[Collected data]
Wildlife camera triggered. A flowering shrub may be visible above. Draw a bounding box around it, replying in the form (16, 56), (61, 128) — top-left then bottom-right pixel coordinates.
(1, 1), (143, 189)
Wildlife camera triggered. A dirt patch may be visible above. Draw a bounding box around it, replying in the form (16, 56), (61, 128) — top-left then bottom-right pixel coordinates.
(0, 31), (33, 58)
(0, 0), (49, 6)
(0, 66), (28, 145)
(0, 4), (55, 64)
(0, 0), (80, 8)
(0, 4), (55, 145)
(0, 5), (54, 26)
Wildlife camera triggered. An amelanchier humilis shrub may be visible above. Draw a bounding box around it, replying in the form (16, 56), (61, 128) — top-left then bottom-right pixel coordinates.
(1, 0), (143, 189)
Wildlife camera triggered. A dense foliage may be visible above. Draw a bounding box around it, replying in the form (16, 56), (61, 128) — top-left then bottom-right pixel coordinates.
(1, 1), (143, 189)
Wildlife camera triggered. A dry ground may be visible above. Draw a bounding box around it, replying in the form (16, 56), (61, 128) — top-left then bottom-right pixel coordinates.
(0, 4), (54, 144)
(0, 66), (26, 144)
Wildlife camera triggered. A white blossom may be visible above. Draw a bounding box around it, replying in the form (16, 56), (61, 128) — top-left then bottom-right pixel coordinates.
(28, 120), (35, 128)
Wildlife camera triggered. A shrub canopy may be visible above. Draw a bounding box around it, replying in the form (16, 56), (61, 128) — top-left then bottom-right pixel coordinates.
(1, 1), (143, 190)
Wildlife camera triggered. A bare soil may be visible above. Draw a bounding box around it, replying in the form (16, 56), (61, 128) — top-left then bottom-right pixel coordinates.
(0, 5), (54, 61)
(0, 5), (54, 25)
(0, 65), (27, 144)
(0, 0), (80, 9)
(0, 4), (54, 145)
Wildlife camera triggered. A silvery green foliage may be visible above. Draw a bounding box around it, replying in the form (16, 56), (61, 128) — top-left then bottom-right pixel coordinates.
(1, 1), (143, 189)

◆ **What the exercise asks**: Please output the records once more, exactly as they were written.

◆ **Answer space**:
Wildlife camera triggered. A flowering shrub may be visible above. Draw a bounding box around it, replying in the form (16, 56), (61, 128) — top-left then bottom-right pixel coordinates.
(1, 1), (143, 189)
Wildlife camera triggered. A dirt patch may be visible above. Draw a bounding box around it, replying in the form (16, 56), (61, 128) — top-left then bottom-right pixel coordinates.
(0, 31), (33, 58)
(0, 0), (49, 6)
(0, 66), (28, 145)
(0, 4), (55, 64)
(0, 0), (80, 8)
(0, 4), (55, 145)
(0, 5), (54, 26)
Wildlife camera triggered. An amelanchier humilis shrub may be visible above. Draw a bounding box around it, replying in the form (16, 56), (61, 128) — top-left then bottom-right pixel coordinates.
(1, 0), (143, 189)
Wildlife camera triggered. A dense foliage may be visible above. Draw a bounding box around it, replying in the form (16, 56), (61, 128) — top-left then bottom-right pixel coordinates.
(1, 1), (143, 189)
Wildlife camera triggered. A dry ground may be visible above. Draw a bounding box around it, replying in the form (16, 56), (61, 128) — top-left then bottom-right pixel coordinates.
(0, 4), (54, 144)
(0, 66), (26, 144)
Wildlife camera triggered. A white blossom may be visible above. Draw a bounding box around it, replying in the form (16, 56), (61, 128) — top-left then bottom-right pixel coordinates.
(28, 120), (35, 128)
Wildlife camera triggered. A shrub canopy may be visible above. Draw a bounding box around it, replying in the form (16, 56), (61, 128) — top-left then bottom-right pixel coordinates.
(1, 1), (143, 190)
Wildlife camera triggered. A bare soil may be visible above. Draw a bounding box around it, replying in the form (16, 56), (61, 128) — top-left then bottom-right pixel coordinates.
(0, 5), (54, 61)
(0, 5), (54, 25)
(0, 65), (27, 144)
(0, 0), (80, 9)
(0, 4), (54, 145)
Wildlife camera triggered. A silvery green foliage may be visible above. Draw a bounding box around it, replying in the form (16, 56), (61, 128) — top-left then bottom-right pixel coordinates.
(1, 1), (143, 189)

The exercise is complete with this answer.